▸ **Exercise details**: In the transformers notebook, reproduce the stretch from "First, we need" through "print(rte_dataset)", switching "lucky" to "fortunate".

▸ **Provided passage**:
-- Opening Marker --

# Transformer-based Natural Language Processing
## Introduction to 🤗 Transformers
[![Open In Colab](https://colab.research.google.com/assets/colab-badge.svg)](https://colab.research.google.com/github/texttechnologylab/WiSe22-M-PNLR-PR-TbNLP/blob/master/transformers.ipynb)

### Installing necessary packages (i.e. if on Colab)

In [None]:
% pip install torch datasets tokenizers transformers

### Premise

This notebook will guide you through the process of finetuning a transformer model using the 🤗 Transformers library.

First, we need to select a task and suitable dataset. Here, we will use the [Textual Entailment](https://aclweb.org/aclwiki/Recognizing_Textual_Entailment) task as an example. A suitable dataset can be found in the [SuperGLUE repository](https://www.tensorflow.org/datasets/catalog/super_glue#super_gluerte). While this is a TensorFlow dataset, we are lucky as it is mirrored on the 🤗 Dataset hub.

Thus, we can load the Recognizing Textual Entailment subset of the SuperGLUE dataset as follows:

In [1]:
from datasets import load_dataset

rte_dataset = load_dataset("super_glue", "rte")
print(rte_dataset)

-- Closing Marker --

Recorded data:
-- Opening Marker --

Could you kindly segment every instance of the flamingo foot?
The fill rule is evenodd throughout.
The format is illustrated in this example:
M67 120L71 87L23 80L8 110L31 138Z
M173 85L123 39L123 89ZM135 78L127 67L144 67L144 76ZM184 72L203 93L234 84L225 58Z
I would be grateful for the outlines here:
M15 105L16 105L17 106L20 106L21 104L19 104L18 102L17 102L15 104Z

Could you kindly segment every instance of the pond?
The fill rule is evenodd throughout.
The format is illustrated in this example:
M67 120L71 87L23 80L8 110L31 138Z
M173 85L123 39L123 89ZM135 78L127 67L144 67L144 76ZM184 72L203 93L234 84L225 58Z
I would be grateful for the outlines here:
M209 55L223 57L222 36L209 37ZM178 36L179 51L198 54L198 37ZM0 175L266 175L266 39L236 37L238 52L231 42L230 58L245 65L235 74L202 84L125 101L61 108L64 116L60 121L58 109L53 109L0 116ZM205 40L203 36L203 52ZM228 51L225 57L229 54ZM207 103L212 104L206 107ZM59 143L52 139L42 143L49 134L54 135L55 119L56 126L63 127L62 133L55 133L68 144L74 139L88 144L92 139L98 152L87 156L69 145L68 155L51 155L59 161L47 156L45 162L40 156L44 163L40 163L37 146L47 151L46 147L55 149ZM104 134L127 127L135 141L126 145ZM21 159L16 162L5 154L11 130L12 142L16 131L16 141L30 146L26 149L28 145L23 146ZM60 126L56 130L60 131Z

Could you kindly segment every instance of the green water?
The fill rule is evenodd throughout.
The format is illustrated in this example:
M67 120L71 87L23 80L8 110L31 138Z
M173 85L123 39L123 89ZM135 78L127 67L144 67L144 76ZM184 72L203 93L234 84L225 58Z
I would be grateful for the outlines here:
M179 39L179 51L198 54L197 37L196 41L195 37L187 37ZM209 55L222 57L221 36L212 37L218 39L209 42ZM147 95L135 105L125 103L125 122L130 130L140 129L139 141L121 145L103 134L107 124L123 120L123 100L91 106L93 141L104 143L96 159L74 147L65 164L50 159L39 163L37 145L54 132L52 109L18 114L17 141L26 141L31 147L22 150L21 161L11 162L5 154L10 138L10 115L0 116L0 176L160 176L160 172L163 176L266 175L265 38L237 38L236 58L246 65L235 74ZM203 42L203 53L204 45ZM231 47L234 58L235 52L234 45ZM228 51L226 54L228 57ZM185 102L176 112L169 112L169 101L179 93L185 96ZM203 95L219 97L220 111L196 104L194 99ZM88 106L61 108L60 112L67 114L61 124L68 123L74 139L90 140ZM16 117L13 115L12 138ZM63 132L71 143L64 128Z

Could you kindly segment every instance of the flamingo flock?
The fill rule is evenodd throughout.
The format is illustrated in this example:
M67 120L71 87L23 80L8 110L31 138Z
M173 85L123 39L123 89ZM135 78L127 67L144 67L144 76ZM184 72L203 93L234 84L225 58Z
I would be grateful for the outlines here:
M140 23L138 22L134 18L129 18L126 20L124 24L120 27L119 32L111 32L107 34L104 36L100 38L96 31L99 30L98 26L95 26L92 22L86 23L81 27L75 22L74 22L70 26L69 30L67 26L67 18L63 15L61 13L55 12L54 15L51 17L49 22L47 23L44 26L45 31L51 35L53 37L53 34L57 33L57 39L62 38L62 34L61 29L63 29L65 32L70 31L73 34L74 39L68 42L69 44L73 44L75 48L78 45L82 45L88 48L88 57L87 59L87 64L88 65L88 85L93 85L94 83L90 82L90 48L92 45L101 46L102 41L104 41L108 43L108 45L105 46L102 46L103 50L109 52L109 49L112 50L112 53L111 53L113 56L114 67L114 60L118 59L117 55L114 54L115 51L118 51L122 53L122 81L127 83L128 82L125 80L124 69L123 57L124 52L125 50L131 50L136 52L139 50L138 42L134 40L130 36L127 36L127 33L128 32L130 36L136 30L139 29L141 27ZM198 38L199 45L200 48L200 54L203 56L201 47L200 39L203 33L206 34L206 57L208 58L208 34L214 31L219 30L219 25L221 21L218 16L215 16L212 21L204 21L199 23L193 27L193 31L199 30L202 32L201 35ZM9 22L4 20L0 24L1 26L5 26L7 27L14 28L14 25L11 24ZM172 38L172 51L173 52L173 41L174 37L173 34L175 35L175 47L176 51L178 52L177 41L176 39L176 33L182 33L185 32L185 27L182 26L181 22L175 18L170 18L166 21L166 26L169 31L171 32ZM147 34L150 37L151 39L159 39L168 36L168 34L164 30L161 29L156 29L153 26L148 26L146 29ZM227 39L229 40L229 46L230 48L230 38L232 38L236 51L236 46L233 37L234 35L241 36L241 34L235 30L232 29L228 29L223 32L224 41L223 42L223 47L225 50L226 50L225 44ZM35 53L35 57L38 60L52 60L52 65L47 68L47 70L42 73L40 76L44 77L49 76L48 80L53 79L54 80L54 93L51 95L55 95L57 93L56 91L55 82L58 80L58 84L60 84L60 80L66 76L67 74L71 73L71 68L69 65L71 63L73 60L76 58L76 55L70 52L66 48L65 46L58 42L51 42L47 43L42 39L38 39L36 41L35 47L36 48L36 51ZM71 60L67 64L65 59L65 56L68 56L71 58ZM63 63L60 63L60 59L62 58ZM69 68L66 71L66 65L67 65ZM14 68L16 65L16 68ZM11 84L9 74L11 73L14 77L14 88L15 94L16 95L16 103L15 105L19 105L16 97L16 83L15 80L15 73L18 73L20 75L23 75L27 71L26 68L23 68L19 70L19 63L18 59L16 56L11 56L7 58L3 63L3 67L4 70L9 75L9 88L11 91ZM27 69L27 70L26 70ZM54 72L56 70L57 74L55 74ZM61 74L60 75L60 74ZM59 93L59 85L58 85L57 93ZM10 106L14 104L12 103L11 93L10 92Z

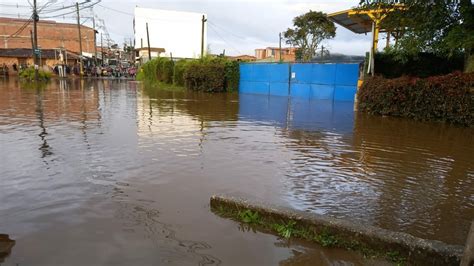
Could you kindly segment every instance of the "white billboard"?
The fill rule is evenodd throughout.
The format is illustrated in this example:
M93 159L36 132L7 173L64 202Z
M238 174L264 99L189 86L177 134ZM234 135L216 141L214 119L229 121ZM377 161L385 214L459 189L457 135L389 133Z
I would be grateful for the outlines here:
M202 16L200 13L135 8L135 48L148 47L146 23L150 33L150 47L164 48L165 56L199 58L201 56ZM204 53L207 47L207 23L204 23Z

-- Closing Marker --

▸ **Response to the exercise**:
First, we need to select a task and suitable dataset. Here, we will use the [Textual Entailment](https://aclweb.org/aclwiki/Recognizing_Textual_Entailment) task as an example. A suitable dataset can be found in the [SuperGLUE repository](https://www.tensorflow.org/datasets/catalog/super_glue#super_gluerte). While this is a TensorFlow dataset, we are fortunate as it is mirrored on the 🤗 Dataset hub.

Thus, we can load the Recognizing Textual Entailment subset of the SuperGLUE dataset as follows:

In [1]:
from datasets import load_dataset

rte_dataset = load_dataset("super_glue", "rte")
print(rte_dataset)